- **TASK STATEMENT**
Copy every one of the items below word for word, and leave the pictures out of your copy.

--- start of DATASET CONTENT ---

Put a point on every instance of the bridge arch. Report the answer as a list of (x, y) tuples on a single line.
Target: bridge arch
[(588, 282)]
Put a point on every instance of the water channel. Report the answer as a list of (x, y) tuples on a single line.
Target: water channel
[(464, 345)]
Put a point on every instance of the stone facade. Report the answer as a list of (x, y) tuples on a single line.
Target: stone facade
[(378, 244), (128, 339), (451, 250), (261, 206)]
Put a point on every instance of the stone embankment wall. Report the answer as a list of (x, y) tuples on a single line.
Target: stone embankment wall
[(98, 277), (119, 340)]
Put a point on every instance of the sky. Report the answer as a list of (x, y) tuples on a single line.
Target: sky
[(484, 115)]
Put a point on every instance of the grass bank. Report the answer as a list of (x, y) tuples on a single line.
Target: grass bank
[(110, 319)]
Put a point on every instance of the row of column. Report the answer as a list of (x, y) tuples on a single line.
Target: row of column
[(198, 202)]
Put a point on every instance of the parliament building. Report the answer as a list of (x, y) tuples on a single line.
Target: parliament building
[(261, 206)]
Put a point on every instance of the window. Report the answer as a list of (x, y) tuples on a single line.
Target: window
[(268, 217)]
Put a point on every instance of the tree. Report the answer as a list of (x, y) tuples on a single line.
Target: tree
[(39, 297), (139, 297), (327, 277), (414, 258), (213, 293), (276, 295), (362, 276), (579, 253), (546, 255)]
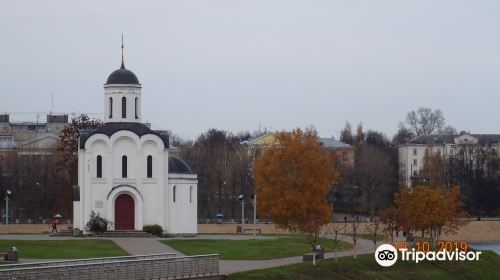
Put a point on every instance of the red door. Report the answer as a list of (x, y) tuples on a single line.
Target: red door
[(124, 212)]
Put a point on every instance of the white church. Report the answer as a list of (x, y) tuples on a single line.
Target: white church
[(125, 172)]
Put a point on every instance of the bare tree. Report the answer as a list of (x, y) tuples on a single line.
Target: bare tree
[(355, 224), (425, 121), (374, 176)]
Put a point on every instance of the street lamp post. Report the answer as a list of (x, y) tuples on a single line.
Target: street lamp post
[(241, 198), (254, 200), (8, 193)]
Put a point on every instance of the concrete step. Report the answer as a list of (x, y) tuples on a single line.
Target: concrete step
[(124, 233), (64, 232)]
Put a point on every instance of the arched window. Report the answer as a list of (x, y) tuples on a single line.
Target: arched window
[(149, 169), (136, 113), (99, 167), (124, 166), (111, 107), (124, 107)]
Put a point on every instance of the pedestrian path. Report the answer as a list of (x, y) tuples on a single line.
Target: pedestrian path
[(145, 246), (227, 267)]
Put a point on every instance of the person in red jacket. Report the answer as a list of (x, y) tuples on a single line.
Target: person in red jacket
[(54, 225)]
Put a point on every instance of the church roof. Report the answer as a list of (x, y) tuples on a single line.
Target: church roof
[(111, 128), (177, 165), (122, 76)]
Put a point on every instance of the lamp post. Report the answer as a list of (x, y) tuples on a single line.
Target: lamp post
[(241, 198), (254, 202), (8, 193)]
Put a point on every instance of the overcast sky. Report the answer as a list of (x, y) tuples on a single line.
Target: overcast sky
[(236, 64)]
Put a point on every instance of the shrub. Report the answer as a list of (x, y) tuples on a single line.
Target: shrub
[(97, 224), (153, 229)]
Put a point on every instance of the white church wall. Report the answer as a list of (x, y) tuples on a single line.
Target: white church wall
[(130, 92), (182, 213)]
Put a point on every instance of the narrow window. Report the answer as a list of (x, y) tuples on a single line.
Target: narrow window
[(124, 166), (111, 107), (99, 167), (149, 168), (124, 107), (136, 113)]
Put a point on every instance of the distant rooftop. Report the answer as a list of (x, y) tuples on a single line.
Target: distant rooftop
[(333, 143), (450, 138)]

--- end of DATASET CONTENT ---

- **RIGHT ANSWER**
Put a point on every instance of the bridge arch. Report the answer as a list of (x, y) tuples on a single line.
Target: bridge arch
[(588, 282)]
Put a point on every instance of the water channel. Report the answer as a list of (x, y) tuples on a single line.
Target: water channel
[(464, 345)]
Put a point on every instance of the stone facade. Report the answer as a list of (x, y) tuples on a single line.
Target: stone facade
[(378, 244), (128, 339), (451, 250), (261, 206)]
Put a point on every instance of the stone embankment wall. Report the answer as a list of (x, y) tuples on a single line.
Target: stone embankment wall
[(98, 277), (119, 340)]
Put a point on every instance of the sky. Report the answer as a list of (x, y) tuples on a single line.
Target: sky
[(484, 115)]
Put a point on every instance of the grass bank. Report the answer as a list of (x, y) tuples on a single line.
Target: grass bank
[(110, 319)]
Put a point on every instance of the row of column. Report the answer as a list of (x, y) tuples on a single line.
Target: row of column
[(198, 202)]
Put a point on every instance of the parliament building. Report the answer as a list of (x, y) tuples on a single line.
Target: parliament building
[(261, 206)]
Put a point on every instance of the window. Report the answer as a list of (x, y) tuples on a single line.
Target: window
[(268, 217)]
Put a point on every instance of the tree. Report the answer as a list of (x, y) tuples on a single line.
Target: tree
[(39, 297), (139, 297), (327, 277), (414, 258), (213, 293), (276, 295), (362, 276), (579, 253), (546, 255)]
Put a point on every instance of the red door. Report the answer as a list of (x, y) tuples on a single line.
Target: red door
[(124, 212)]
Put a point on every instance of the white church. Report the answer as a list of (x, y) tuples on a single line.
Target: white church
[(125, 172)]
Put a point on every instance of the bare tree. Report the answer as a list of (x, y) tuples on a single line.
Target: bare tree
[(355, 224), (425, 121), (374, 176)]
Put a point on every instance of the street lamp post. Report the answer as a list of (x, y) tuples on a single line.
Target: street lamp post
[(241, 198), (254, 200), (8, 193)]
Put a point on every instance of the concrete step. Report the answer as a list of (x, y) tuples on a single line.
Target: concrete step
[(124, 233), (64, 232)]
Put a point on every instance of the arched window. Report the answer as a list of (x, y) tuples on a single line.
Target: arched window
[(149, 169), (136, 113), (99, 167), (124, 166), (111, 107), (124, 107)]
Put a point on every instance of the pedestrian path. Report the answer as a list of (x, y) tuples on a single line.
Target: pedestrian path
[(145, 246), (227, 267)]
Put a point on every instance of the person in red jacket. Report the answer as a list of (x, y) tuples on a single line.
Target: person in red jacket
[(54, 225)]
Put a point on every instance of the church roof. Report the answer as a list of (x, y) tuples on a single line.
Target: church roof
[(111, 128), (177, 165), (122, 76)]
Put a point on every instance of the lamp post. Report the answer as a list of (x, y) tuples on a single line.
Target: lamp post
[(241, 198), (254, 202), (8, 193)]
Put a point on every instance of the overcast sky. Report the answer as a list of (x, y) tuples on a single line.
Target: overcast sky
[(236, 64)]
Put a point on every instance of the shrub. Report the answer as a list of (x, y) tuples on a single line.
Target: shrub
[(97, 224), (153, 229)]
Put a point on every instance of the white church wall. Report the answer as a list of (x, y) tuples on a single line.
Target: white church wall
[(130, 92), (182, 213)]
Put a point on every instance of the narrow window. Report the answer as a list of (x, y) tuples on a single line.
Target: narrow window
[(124, 166), (111, 107), (99, 167), (149, 168), (124, 107), (136, 113)]
Put a point on every instance of the distant rooftop. Report the answer as a list of (x, y) tuples on a single line.
Target: distant rooftop
[(333, 143), (450, 138)]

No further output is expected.